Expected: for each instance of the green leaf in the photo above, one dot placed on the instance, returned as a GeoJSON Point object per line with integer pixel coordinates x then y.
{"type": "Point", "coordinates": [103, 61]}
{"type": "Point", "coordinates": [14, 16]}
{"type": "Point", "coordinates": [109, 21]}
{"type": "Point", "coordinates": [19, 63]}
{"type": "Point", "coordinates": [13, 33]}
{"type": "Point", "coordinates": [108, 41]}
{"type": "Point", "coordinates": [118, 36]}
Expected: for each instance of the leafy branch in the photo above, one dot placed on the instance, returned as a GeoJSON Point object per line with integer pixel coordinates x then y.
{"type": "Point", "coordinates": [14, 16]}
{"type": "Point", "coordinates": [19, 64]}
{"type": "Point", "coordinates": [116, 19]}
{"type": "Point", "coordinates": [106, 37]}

→ GOAL OF THE EXERCISE
Precisely reproduce all the entries shown above.

→ SOLUTION TO THE EXERCISE
Expected: for each instance of the green leaf in the photo above, one dot placed on the instance, returned as a GeoJSON Point object per line with integer pixel coordinates x then y.
{"type": "Point", "coordinates": [103, 61]}
{"type": "Point", "coordinates": [14, 16]}
{"type": "Point", "coordinates": [109, 21]}
{"type": "Point", "coordinates": [19, 63]}
{"type": "Point", "coordinates": [13, 33]}
{"type": "Point", "coordinates": [108, 41]}
{"type": "Point", "coordinates": [118, 36]}
Expected: for each instance of the leafy branch in the photo above, one dot placed on the instance, returned as a GeoJSON Point object per line with integer pixel coordinates x then y.
{"type": "Point", "coordinates": [14, 16]}
{"type": "Point", "coordinates": [19, 64]}
{"type": "Point", "coordinates": [116, 19]}
{"type": "Point", "coordinates": [106, 37]}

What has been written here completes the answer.